待办任务:
将下列所有条目中的“bracelet”替换为“bangle”，其余内容一律不变，重新写出这些行。

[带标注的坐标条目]
>>>

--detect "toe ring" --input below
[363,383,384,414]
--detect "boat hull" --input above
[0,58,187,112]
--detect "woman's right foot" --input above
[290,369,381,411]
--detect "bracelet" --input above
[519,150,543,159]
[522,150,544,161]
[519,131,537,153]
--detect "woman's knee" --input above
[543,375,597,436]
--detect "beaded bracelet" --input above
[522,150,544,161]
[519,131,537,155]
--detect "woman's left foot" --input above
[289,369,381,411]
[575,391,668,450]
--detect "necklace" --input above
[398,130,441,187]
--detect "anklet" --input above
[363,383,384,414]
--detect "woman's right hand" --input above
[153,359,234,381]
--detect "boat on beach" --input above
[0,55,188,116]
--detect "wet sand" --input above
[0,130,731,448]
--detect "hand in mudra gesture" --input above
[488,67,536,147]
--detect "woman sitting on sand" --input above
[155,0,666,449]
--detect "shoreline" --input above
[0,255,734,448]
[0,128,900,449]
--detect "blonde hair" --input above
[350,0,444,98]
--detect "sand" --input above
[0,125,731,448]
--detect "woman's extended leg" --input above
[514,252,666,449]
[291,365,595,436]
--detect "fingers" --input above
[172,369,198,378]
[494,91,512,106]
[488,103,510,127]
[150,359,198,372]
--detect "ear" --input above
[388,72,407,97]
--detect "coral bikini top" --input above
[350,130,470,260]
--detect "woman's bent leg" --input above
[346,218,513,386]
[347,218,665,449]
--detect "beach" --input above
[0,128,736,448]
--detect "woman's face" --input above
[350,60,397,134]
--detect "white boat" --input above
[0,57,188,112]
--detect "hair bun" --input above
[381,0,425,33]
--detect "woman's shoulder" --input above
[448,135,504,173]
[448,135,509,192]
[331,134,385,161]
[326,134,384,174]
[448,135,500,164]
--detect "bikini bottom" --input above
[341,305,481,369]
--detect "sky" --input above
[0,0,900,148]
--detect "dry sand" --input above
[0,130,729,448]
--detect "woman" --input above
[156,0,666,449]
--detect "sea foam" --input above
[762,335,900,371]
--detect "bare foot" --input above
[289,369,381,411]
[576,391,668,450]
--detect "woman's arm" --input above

<<<

任务结果:
--detect "toe ring" --input below
[363,383,384,414]
--detect "boat hull" --input above
[0,58,187,112]
--detect "woman's right foot" --input above
[290,369,381,411]
--detect "bangle" --input above
[519,150,543,159]
[522,150,544,161]
[519,131,537,153]
--detect "woman's knee" --input above
[543,375,597,436]
--detect "beaded bangle" --input above
[522,150,544,161]
[519,131,537,155]
--detect "woman's left foot" --input above
[289,369,381,411]
[575,391,668,450]
--detect "necklace" --input above
[398,130,441,187]
--detect "anklet" --input above
[363,383,384,414]
--detect "woman's right hand" --input above
[153,359,234,381]
--detect "boat on beach" --input above
[0,55,188,116]
--detect "wet sand" --input above
[0,130,731,448]
--detect "hand in mudra gesture" --input above
[488,67,536,147]
--detect "woman sitting on sand" --input above
[155,0,666,449]
--detect "shoreline" --input above
[0,255,734,448]
[0,128,900,449]
--detect "blonde hair" --input above
[350,0,444,98]
--detect "sand" --input above
[0,125,731,448]
--detect "woman's extended leg" --input above
[514,252,666,449]
[291,365,595,436]
--detect "fingers" --input above
[172,369,198,378]
[494,91,512,106]
[488,103,510,127]
[150,359,198,372]
--detect "ear" --input above
[388,72,407,97]
--detect "coral bikini top" --input above
[350,130,470,260]
--detect "woman's bent leg" --input above
[346,218,513,386]
[347,218,665,449]
--detect "beach" --input above
[0,128,736,448]
--detect "woman's face" --input above
[350,60,397,134]
--detect "white boat" --input above
[0,57,188,112]
--detect "hair bun" --input above
[381,0,425,33]
--detect "woman's shoulder" --input above
[448,135,504,173]
[448,135,509,192]
[331,134,385,161]
[326,134,384,174]
[448,135,500,164]
--detect "bikini bottom" --input above
[341,305,481,369]
--detect "sky" --input above
[0,0,900,148]
--detect "dry sand" --input above
[0,130,729,448]
--detect "woman" --input above
[156,0,666,449]
--detect "sea foam" --input above
[762,335,900,371]
--detect "bare foot" --input above
[289,369,381,411]
[576,391,668,450]
--detect "woman's arm" --input above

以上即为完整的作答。